Prompt: Please gather every line below that holds the word "plate" and copy each one out.

Items in a dataset
BEGIN
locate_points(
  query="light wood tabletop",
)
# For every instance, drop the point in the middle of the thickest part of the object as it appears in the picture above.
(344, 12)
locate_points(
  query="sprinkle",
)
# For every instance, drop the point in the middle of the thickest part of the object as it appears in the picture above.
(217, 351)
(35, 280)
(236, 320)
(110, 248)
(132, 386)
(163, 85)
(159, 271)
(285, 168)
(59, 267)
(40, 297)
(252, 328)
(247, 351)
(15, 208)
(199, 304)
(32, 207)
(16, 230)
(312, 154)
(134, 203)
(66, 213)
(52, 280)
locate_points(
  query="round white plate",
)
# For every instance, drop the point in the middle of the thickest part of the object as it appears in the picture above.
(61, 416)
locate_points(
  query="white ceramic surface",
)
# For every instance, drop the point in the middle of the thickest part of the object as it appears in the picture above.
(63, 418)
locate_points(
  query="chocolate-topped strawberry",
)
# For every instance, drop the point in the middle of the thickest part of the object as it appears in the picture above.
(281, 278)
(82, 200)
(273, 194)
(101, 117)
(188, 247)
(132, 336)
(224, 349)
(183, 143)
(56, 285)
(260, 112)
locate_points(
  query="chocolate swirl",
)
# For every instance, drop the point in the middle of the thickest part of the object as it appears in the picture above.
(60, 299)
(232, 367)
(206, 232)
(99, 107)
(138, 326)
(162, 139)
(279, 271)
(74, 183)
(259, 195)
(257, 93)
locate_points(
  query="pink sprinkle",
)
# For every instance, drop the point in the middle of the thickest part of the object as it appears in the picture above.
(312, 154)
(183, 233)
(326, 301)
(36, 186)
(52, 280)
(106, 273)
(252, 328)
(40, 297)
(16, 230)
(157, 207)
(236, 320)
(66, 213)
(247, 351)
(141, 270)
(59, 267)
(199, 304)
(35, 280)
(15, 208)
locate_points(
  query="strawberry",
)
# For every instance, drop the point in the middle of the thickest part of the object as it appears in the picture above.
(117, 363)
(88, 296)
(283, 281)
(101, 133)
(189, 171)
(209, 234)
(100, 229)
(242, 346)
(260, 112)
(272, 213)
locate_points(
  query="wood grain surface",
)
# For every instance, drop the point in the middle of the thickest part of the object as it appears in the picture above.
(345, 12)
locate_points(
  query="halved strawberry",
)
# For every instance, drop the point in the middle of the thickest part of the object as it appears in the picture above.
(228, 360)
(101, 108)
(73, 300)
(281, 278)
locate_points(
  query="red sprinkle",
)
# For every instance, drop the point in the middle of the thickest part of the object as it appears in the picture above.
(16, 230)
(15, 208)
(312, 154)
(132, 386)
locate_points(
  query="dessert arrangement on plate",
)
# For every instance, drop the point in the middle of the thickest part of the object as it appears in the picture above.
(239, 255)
END
Result of the exercise:
  query="round white plate",
  query="dessert arrangement on plate",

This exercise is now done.